[Gösterilen metin]:
=======

Allahın 99 ismi (esmaül hüsna) El Hafız ne anlama geliyor? el-Hafîz, koruyup gözeten, kendisinden hiçbir şey gizli kalmayan, kullarının yaptığı işleri bütün tafsilatıyla bilen; kullarının niyetlerini ve gönüllerinden geçenleri bilen, Kendisine gâip ve gizli olan hiç bir şey bulunmayan, hadisatı eksiksiz kaydedip hesaba çekmek üzere muhafaza eden, has kullarını helâk ve şer yerlerinden muhafaza eden, kudretiyle, her şeyi dengede tutan demektir.
Cenab-ı Hak buyuruyor:
“Ve itaatten çıkmış her azgın şeytandan koruduk;” (Saffat,7)
“…Senin Rabbin, herşeyin üzerinde gözetici-koruyucudur.” (Sebe,21)
“O’nun (insanın) önünden ve arkasından izleyenleri vardır, onu Allah’ın emriyle gözetip-korumaktadırlar.” (Ra’d,11)
Yûsuf sûresi (12), 64: “…En hayırlı koruyucu Allah’tır ve O, merhamet edenlerin en merhametlisidir.”
Melekler insanları Allah’ın emri ile korumaktadırlar. Bunun yanında işlediklerinide kaydetmekte, böylece korumaya almaktadırlar. Allah, dostlarını günah işlemekten ve şeytanın tuzaklarına düşmekten korur.
Allah, sıkıntı zamanında seni şikayet etmekten koruyan, nimet zamanında da seni felaketlerden koruyandır.
Allah’ın bütün varlıkları koruması olmasaydı, varlığı mümkün olan hiçbir şeyin varlığı devam etmezdi. Allah, bütün varlıkları tekrar yokluğa dönmekten korumuştur.
En büyük koruma, kalpleri korumadır. Müslümanın dinini her türlü küfür, nifak, fitne, sınırsız arzu ve isteklerden ve türlü bi’d’atlerden koruması korumaların en büyüğüdür. Çünkü bu sayede müslüman, doğru yoldan ayrılıp başka yollara sapmaktan kurtulur.

=======

[Verilen girdiler]:
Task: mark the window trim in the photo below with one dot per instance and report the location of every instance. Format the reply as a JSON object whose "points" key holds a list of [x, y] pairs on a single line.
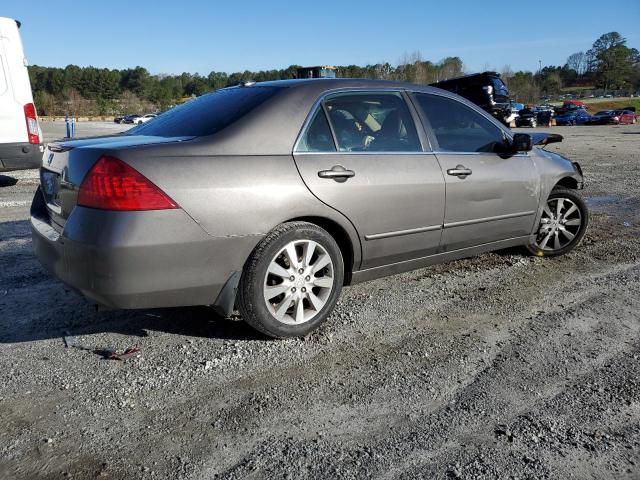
{"points": [[426, 124], [320, 102], [314, 112]]}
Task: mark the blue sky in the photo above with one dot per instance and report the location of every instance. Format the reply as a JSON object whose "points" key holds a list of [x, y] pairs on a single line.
{"points": [[201, 36]]}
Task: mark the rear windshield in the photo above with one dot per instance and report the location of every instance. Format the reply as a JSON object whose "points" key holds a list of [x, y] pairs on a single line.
{"points": [[207, 114]]}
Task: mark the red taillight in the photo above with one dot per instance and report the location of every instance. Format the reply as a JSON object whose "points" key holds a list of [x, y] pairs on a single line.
{"points": [[111, 184], [32, 123]]}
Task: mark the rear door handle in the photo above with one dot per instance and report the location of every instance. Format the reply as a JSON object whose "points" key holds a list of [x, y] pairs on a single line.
{"points": [[460, 171], [337, 173]]}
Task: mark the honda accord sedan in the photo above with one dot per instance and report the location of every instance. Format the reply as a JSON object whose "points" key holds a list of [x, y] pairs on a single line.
{"points": [[270, 197]]}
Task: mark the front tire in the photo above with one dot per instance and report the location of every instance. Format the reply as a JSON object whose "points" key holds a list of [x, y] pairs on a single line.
{"points": [[291, 281], [563, 223]]}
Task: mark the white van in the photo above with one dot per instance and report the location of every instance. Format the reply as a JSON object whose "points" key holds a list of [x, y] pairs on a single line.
{"points": [[21, 144]]}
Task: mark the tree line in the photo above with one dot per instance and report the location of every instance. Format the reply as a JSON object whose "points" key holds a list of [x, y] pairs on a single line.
{"points": [[609, 65]]}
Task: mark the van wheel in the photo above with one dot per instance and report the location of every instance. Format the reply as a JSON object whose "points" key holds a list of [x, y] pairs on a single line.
{"points": [[563, 223], [291, 281]]}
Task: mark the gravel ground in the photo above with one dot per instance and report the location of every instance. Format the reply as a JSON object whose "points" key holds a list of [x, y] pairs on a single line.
{"points": [[497, 366]]}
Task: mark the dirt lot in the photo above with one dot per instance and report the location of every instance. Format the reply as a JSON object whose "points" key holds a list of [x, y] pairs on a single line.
{"points": [[498, 366]]}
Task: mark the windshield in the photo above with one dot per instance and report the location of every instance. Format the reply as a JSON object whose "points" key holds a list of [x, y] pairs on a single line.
{"points": [[207, 114]]}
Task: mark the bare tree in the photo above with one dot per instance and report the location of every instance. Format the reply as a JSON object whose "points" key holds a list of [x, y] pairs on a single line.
{"points": [[507, 72]]}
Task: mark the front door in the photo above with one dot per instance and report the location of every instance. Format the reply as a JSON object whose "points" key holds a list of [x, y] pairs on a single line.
{"points": [[489, 197], [369, 164]]}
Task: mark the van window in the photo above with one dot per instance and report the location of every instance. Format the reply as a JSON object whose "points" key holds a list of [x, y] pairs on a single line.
{"points": [[3, 77]]}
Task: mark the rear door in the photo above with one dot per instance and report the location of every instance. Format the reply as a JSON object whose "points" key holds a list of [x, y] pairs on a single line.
{"points": [[361, 154], [489, 197]]}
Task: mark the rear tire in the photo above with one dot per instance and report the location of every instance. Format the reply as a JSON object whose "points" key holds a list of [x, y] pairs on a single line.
{"points": [[291, 281], [563, 224]]}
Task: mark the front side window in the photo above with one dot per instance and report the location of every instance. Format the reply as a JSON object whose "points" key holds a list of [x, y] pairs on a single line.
{"points": [[207, 114], [457, 127], [372, 122], [317, 137]]}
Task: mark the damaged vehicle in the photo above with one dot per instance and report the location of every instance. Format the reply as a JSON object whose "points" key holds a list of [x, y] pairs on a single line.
{"points": [[270, 197], [487, 90]]}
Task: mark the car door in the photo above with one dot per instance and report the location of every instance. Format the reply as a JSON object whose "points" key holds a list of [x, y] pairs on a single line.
{"points": [[361, 154], [489, 197]]}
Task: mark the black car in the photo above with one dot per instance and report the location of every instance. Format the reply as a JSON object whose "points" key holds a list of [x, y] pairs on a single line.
{"points": [[487, 90]]}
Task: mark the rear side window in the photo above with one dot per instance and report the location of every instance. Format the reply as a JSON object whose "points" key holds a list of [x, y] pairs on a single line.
{"points": [[456, 127], [318, 136], [372, 122], [207, 114]]}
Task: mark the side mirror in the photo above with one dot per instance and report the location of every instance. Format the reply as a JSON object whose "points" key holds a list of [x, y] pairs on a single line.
{"points": [[522, 142]]}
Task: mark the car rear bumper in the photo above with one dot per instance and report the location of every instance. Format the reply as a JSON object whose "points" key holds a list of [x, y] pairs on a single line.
{"points": [[20, 156], [150, 259]]}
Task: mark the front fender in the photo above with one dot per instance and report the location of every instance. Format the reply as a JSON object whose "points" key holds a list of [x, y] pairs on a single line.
{"points": [[555, 169]]}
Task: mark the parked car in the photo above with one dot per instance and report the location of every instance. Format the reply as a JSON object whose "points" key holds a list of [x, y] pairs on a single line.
{"points": [[487, 90], [208, 205], [21, 141], [576, 116], [527, 117], [145, 118], [131, 118]]}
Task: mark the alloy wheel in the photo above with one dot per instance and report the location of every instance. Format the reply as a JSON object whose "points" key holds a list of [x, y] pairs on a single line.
{"points": [[298, 282], [560, 223]]}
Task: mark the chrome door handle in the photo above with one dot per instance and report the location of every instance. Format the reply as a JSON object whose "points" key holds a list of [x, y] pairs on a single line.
{"points": [[460, 171], [338, 173]]}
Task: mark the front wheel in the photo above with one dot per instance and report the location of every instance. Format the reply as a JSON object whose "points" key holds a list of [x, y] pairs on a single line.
{"points": [[292, 280], [563, 223]]}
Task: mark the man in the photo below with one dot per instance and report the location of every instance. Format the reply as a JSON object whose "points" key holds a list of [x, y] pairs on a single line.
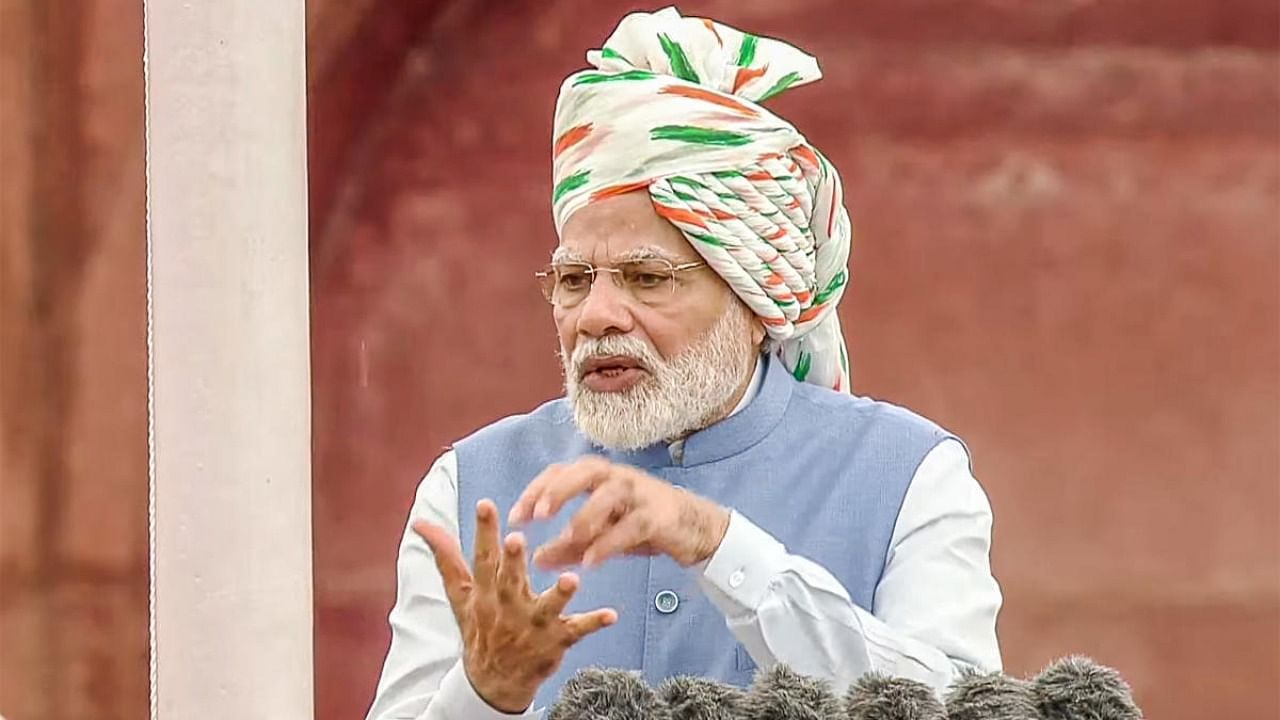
{"points": [[728, 502]]}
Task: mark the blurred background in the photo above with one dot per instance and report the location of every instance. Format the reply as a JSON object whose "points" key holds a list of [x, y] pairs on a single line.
{"points": [[1068, 251]]}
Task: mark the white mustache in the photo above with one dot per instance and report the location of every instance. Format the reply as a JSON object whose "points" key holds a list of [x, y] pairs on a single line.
{"points": [[615, 346]]}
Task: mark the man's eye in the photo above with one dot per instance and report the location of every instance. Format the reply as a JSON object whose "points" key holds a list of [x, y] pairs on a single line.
{"points": [[648, 281], [574, 281]]}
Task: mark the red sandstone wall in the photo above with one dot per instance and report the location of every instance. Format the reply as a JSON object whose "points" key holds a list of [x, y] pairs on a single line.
{"points": [[1068, 253], [73, 455]]}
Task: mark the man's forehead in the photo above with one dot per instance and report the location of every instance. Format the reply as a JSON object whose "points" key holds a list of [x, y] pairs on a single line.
{"points": [[602, 254], [622, 226]]}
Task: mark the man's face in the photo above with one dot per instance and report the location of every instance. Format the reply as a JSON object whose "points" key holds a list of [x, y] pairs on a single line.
{"points": [[643, 369]]}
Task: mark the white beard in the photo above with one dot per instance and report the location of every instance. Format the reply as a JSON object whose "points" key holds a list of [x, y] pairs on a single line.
{"points": [[677, 396]]}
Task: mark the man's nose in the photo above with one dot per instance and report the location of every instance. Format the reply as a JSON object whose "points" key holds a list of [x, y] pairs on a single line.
{"points": [[606, 309]]}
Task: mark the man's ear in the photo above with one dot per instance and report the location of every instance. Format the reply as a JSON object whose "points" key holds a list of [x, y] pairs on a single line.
{"points": [[758, 333]]}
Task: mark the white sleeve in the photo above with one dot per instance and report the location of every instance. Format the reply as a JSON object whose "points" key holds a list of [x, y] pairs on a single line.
{"points": [[935, 607], [423, 677]]}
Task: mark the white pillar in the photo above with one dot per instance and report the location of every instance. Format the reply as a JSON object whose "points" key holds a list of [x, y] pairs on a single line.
{"points": [[229, 359]]}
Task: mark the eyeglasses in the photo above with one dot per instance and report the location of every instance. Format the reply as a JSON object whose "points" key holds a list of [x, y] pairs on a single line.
{"points": [[649, 282]]}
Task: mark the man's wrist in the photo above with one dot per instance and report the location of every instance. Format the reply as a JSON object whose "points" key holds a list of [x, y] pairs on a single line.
{"points": [[507, 705], [713, 528]]}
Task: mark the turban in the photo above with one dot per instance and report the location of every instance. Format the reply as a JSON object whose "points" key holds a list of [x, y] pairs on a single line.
{"points": [[672, 104]]}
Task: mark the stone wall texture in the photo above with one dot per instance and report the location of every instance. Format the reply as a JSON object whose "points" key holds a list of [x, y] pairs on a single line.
{"points": [[1068, 251]]}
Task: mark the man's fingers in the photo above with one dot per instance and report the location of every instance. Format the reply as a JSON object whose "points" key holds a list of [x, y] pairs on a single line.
{"points": [[626, 534], [570, 482], [513, 570], [554, 598], [522, 510], [602, 509], [586, 623], [449, 563], [488, 545]]}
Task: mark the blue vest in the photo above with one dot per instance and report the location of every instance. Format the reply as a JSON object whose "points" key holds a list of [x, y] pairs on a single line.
{"points": [[823, 473]]}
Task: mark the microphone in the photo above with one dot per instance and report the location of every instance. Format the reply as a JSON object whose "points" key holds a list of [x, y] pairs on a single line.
{"points": [[1078, 687], [781, 693], [608, 695], [992, 696], [699, 698], [878, 697]]}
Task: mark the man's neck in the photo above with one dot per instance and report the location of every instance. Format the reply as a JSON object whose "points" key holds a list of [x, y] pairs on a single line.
{"points": [[748, 390]]}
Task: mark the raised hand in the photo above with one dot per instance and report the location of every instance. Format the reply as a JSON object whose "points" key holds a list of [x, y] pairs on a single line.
{"points": [[627, 513], [512, 638]]}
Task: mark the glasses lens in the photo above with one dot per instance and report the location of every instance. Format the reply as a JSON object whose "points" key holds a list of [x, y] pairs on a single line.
{"points": [[572, 283], [648, 281]]}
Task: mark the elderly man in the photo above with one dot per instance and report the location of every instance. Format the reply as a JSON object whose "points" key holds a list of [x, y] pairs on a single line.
{"points": [[730, 504]]}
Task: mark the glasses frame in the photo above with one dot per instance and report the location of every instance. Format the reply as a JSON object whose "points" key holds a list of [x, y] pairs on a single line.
{"points": [[593, 270]]}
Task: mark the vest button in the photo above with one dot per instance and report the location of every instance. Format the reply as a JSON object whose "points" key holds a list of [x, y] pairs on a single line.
{"points": [[666, 602]]}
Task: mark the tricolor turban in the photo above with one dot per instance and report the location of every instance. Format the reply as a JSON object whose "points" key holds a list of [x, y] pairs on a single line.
{"points": [[672, 104]]}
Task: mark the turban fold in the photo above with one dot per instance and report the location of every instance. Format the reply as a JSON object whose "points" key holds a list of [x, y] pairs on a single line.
{"points": [[672, 104]]}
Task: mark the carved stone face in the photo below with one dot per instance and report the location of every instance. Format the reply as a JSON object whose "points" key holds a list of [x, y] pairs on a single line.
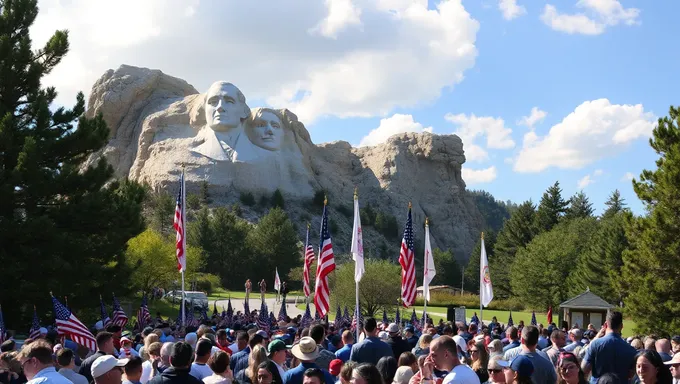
{"points": [[267, 131], [225, 107]]}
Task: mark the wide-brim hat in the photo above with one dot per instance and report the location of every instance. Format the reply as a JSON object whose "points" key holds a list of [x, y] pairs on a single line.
{"points": [[306, 349]]}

=======

[İstenenler]:
1 - El-Hafîz ismini anlatan metne göre şu soruları yanıtlayın:
(a) Melekler insanları kimin emriyle korumaktadır?
(b) Yûsuf sûresinden yapılan alıntıya göre en hayırlı koruyucu kimdir?
(c) En büyük koruma hangisidir?
2 - El-Hafîz ismini anlatan metinde alıntılanan bütün ayetlerin sûre adlarını ve ayet numaralarını sıralayın.
3 - El-Hafîz ismini anlatan metni son cümlesinden sonra aynı konuda birkaç cümleyle sürdürün.

[Yanıtlar]:
1 -
(a) Allah'ın emriyle.
(b) Allah.
(c) Kalpleri korumak.

2 -
Saffat, 7
Sebe, 21
Ra'd, 11
Yûsuf, 64

3 -
Bu ismin manası ancak Allah’ın yüceliğini ve kainatı koruma gücünü uzun uzun düşünmekle bilinebilinir. Yoksa sadece lügattaki manasını düşünmekle değil.
Korumak iki yönden olur:
Birincisi, varlıkların belli bir zamana kadar devamını sağlamak, muhafaza etmek ki, Allah gökler, yerler gibi fazla yaşayan varlıkların da, hayvan, bitiki ve insan gibi ömrü az olan varlıkların da hafızıdır.
Mesela, yerden biten otu bile muhafaza etmiştir. Onun özünü korumak için ona kabuk vermiştir. Bir kutu gibi onu, kabuğun içine saklamıştır. Yumuşak kalması için de ona rutubet bahşetmiştir. Yalın kabukla korunmayacak şeyi, ona diken vererek korumuştur.
İkincisi, birbirine zıt olan şeyleri birbirlerinin şerrinden korumak. Allah bunları, kâh eşit kuvvette kılmakta, kâh mağlup olan tarafın imdadına yetişmekle korumuştur. Bunu bir misal ile izah edelim:
Mesela, hararet rutubeti yok eder, kurutur. Mağup olduğu zaman, soğukluk (bürudet) ve rutubet zayıflamaya hatta yavaş yavaş yok olmaya başlar. Hararet ve kuruluk fazlaşır. Bunu önlemek için Allah başka bir cisimle o rutubetin imdadına yetişir. Ona bir susuzluk verir, su içme ihtiyacını duyar. Su içtiği gibi harareti bereraf edilmiş olur. Böylece vücutta gereken denge temin edilmiş olur.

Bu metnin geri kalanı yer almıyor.